## GIVEN PROBLEM A
Please answer these questions using the CSS World Awards post below.
(i) What time span must a site's submission fall within to be eligible?
(ii) Who decides the winners instead of public voting?
(iii) On what date was the post published?
## GIVEN PROBLEM B
Continue the CSS World Awards post from where it ends.

## SOURCE DOCUMENT
CSS World Awards

At the CSS showcase site CSS Mania, a contest is being held to select the best sites submitted during the last year (May 2005 to May 2006). Awards will be given in ten different categories.:

  1. Site of the Year
  2. Associations
  3. Blogging
  4. Business
  5. Entertainment
  6. Institutions
  7. Media
  8. Portal
  9. Web Design (Companies and Portfolios)
  10. Web Tools

As opposed to many other similar contests, the winners will not be decided by public voting. Instead five judges will vote for their favourites among the nominated sites.

As it happens, I am one of those judges. The others are Andy Budd, Cameron Moll, Molly E. Holzschlag, and Sergio Villareal. And no, sites created by any of the judges will not be included in the contest.

I will place a lot of emphasis on code quality and accessibility when I pick my favourites in each category. Appearance is obviously also important, but I’m not going to vote for a site that only looks good on the surface.

If you’re not a judge you can’t vote, but you can browse the CSS World Awards categories to find out which sites are nominated. Anyone here involved in the creation of a nominated site?

Posted on June 5, 2006 in CSS, Quicklinks

Comments

  1. Mmmm-kay…

    Is it any coincidence that the feedburner badge reads “1337” readers?

  2. Not involved in any of the sites, but there are ALOT of great sites on there! Good luck to the judges in narrowing them all down!

## RECORDED DATA

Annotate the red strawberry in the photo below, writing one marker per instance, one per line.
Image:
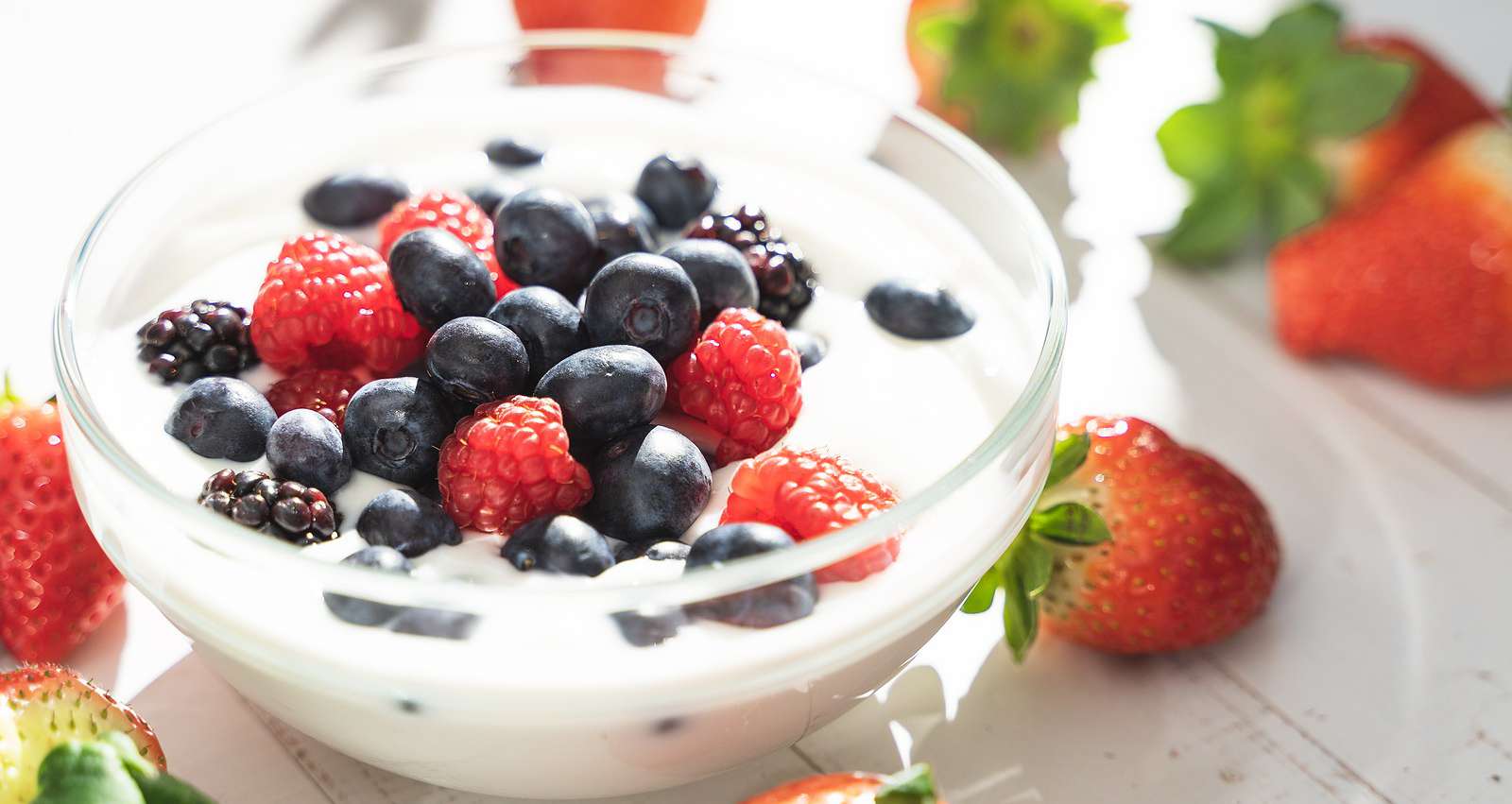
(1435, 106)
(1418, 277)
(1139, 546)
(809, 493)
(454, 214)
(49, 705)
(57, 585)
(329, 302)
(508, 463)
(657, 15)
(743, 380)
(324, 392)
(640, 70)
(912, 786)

...

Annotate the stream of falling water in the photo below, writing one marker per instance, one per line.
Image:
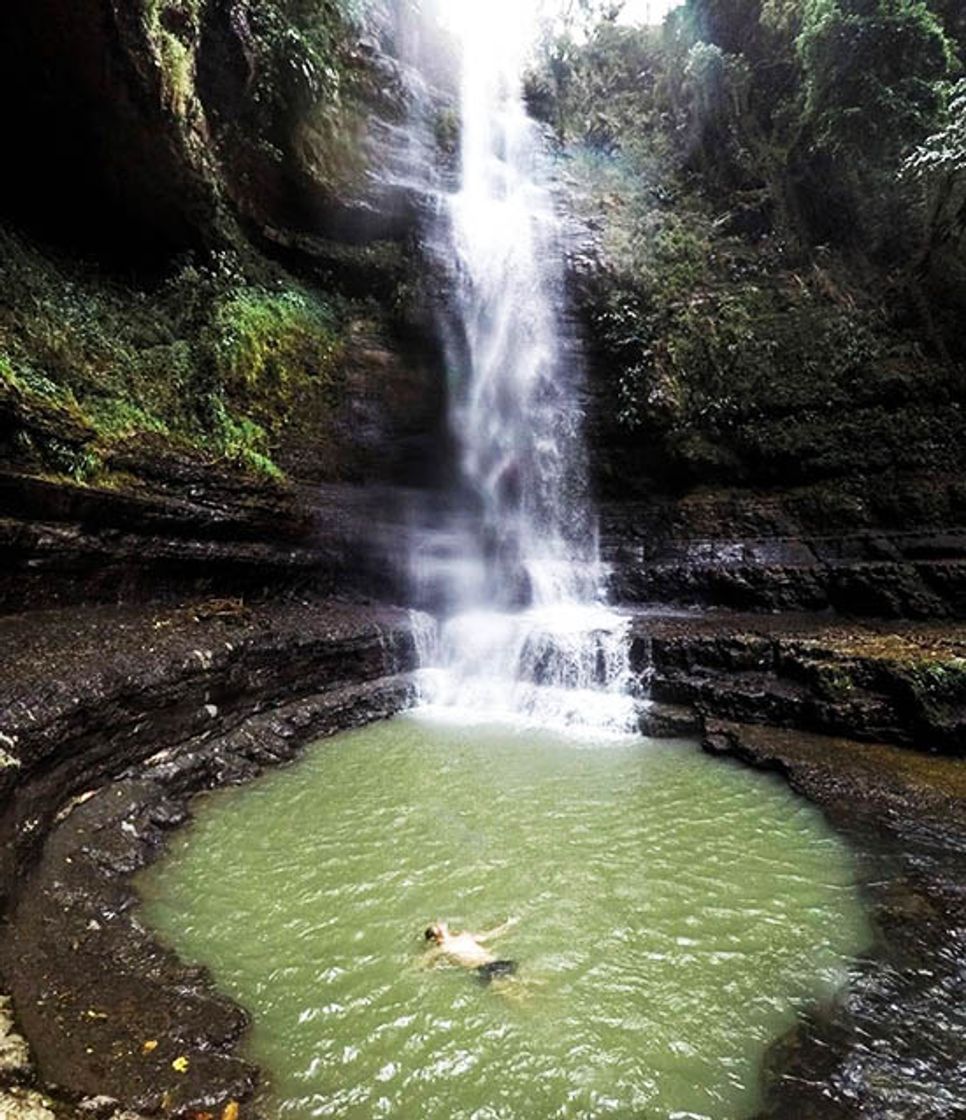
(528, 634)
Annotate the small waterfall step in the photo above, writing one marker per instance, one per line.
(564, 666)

==

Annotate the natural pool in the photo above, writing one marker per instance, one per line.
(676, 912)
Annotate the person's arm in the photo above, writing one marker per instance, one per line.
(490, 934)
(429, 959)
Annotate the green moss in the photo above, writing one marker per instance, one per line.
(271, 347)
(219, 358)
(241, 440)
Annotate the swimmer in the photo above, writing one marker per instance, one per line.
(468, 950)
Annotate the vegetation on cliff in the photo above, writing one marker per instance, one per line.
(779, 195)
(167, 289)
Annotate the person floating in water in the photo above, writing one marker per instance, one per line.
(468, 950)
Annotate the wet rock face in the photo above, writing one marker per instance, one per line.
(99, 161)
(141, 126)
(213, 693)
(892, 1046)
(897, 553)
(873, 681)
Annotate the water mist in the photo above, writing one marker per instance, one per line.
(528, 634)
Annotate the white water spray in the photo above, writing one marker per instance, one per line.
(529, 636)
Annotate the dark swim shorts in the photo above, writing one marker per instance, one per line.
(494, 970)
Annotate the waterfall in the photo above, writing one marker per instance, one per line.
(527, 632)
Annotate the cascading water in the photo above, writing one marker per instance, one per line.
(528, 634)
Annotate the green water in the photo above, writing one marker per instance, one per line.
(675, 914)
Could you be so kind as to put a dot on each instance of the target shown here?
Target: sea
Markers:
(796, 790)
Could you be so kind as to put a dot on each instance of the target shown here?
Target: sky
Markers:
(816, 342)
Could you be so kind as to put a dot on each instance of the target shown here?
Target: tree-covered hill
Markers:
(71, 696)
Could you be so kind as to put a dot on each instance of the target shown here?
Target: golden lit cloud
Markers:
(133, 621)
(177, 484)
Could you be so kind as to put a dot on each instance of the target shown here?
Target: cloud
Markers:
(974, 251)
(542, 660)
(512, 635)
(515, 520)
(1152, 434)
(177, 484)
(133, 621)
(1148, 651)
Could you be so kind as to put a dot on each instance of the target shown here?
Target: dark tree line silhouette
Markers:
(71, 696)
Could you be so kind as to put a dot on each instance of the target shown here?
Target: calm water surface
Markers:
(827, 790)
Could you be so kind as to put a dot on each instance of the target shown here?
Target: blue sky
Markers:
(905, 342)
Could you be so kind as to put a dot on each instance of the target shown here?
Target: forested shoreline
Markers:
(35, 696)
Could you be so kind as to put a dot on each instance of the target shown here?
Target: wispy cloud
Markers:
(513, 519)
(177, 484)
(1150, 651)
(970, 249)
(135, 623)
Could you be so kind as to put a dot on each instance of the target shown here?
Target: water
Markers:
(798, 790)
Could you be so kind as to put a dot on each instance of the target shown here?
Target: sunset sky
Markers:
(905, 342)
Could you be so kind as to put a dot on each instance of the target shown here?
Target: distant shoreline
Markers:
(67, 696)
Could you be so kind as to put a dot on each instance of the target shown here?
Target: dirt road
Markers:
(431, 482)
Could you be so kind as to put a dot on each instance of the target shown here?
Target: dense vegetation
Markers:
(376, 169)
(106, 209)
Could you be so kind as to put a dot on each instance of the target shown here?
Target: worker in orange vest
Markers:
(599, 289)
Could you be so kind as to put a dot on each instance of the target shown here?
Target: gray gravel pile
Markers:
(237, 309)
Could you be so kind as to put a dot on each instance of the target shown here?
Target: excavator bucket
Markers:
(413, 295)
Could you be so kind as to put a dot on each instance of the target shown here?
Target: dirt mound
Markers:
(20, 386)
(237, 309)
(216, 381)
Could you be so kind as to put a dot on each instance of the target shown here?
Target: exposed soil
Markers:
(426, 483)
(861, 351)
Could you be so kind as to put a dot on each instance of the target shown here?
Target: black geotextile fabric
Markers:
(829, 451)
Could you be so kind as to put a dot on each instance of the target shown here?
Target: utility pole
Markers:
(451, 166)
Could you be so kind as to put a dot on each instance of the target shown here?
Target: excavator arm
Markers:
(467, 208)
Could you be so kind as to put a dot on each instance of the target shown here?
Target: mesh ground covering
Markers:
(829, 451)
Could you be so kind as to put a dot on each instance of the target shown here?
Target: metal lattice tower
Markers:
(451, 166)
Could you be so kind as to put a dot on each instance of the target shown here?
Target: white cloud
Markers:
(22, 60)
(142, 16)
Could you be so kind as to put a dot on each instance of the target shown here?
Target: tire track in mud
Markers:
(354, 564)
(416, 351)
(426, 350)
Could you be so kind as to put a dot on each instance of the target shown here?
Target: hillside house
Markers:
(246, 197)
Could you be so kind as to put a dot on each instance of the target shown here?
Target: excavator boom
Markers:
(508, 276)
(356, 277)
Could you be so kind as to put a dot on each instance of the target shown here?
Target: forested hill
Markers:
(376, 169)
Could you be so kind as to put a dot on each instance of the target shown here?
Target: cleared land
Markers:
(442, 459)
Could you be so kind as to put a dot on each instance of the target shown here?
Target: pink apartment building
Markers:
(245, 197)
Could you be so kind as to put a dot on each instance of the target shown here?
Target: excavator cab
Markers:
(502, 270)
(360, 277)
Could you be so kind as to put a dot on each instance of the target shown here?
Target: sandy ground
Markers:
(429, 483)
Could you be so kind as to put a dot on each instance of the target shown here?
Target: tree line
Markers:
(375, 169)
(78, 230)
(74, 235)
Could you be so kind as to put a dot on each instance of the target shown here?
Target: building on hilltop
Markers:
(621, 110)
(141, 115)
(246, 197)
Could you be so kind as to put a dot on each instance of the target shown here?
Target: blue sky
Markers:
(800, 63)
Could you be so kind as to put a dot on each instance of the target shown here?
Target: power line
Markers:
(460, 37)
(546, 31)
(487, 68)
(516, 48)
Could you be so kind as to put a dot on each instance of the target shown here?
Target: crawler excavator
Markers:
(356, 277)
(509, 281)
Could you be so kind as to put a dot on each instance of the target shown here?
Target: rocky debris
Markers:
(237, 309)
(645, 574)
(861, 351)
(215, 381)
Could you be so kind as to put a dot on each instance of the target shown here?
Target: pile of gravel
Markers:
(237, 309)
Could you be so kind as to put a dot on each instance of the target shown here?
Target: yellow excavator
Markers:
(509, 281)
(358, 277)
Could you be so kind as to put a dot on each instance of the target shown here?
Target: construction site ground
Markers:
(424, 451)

## REPLY A
(i) May 2005 to May 2006
(ii) Five judges, who vote for their favorites among the nominated sites
(iii) June 5, 2006

## REPLY B
    Peace, Nate

  3. With all due respect, this post smacks of ultra-elitism.

    What’s the point of writing a post where you tell everyone that you’re one of five select judges (five ultra-celebrity judges who are involved in all the latest and greatest super-cool web standards projects launched in the past year) who can vote and nobody else can? It’s actually kind of aggravating to read.

    Feel free to delete this comment now.

  4. June 5, 2006 by Roger Johansson (Author comment)

    Ara: Huh? The point is to let you know that there is a contest. I thought it would be interesting to know that I was asked to be a judge in that contest. “Ultra-celebrity”? Me? LOL! :-D

  5. Hi, just came across this post in my RSS reader. I’m responsible for one of the sites nominated. I didn’t even know there was a competition! :-P

  6. June 6, 2006 by Roger Johansson (Author comment)

    Nate: Yep, lots of great sites. Unfortunately there are also many not-so-great sites once you consider things like web standards and accessibility.

    Ben: Good luck! :-)

  7. Wow, nice, I’m pretty surprised that we got one in portals while there’s such a great competition.

  8. Awesome nominees! Really looking forward to the results. UX Mag is definitely my choice for site of the year.

    Not involved myself in any of the nominated sites. Although my blog was on css mania, it was 3 days too late — and I would never in the world think that my site would be able to compete against those great combatants :)

  9. I dont expect to win though looking at the others in the list.

  10. Only sites in English… Just saying, that’s all.

  11. Oops, sorry. At least one in Italian, one in Hungarian and one in Chech.

  12. June 6, 2006 by Roger Johansson (Author comment)

    M: It may look like that at a glance, but I just went through the nominees and at least nine of them are in other languages than English. There are also a couple of multi-lingual nominees.

  13. June 6, 2006 by Roger Johansson (Author comment)

    :-)

  14. Cool stuff. I just found out that our site, Godbit.com was nominated for best portal.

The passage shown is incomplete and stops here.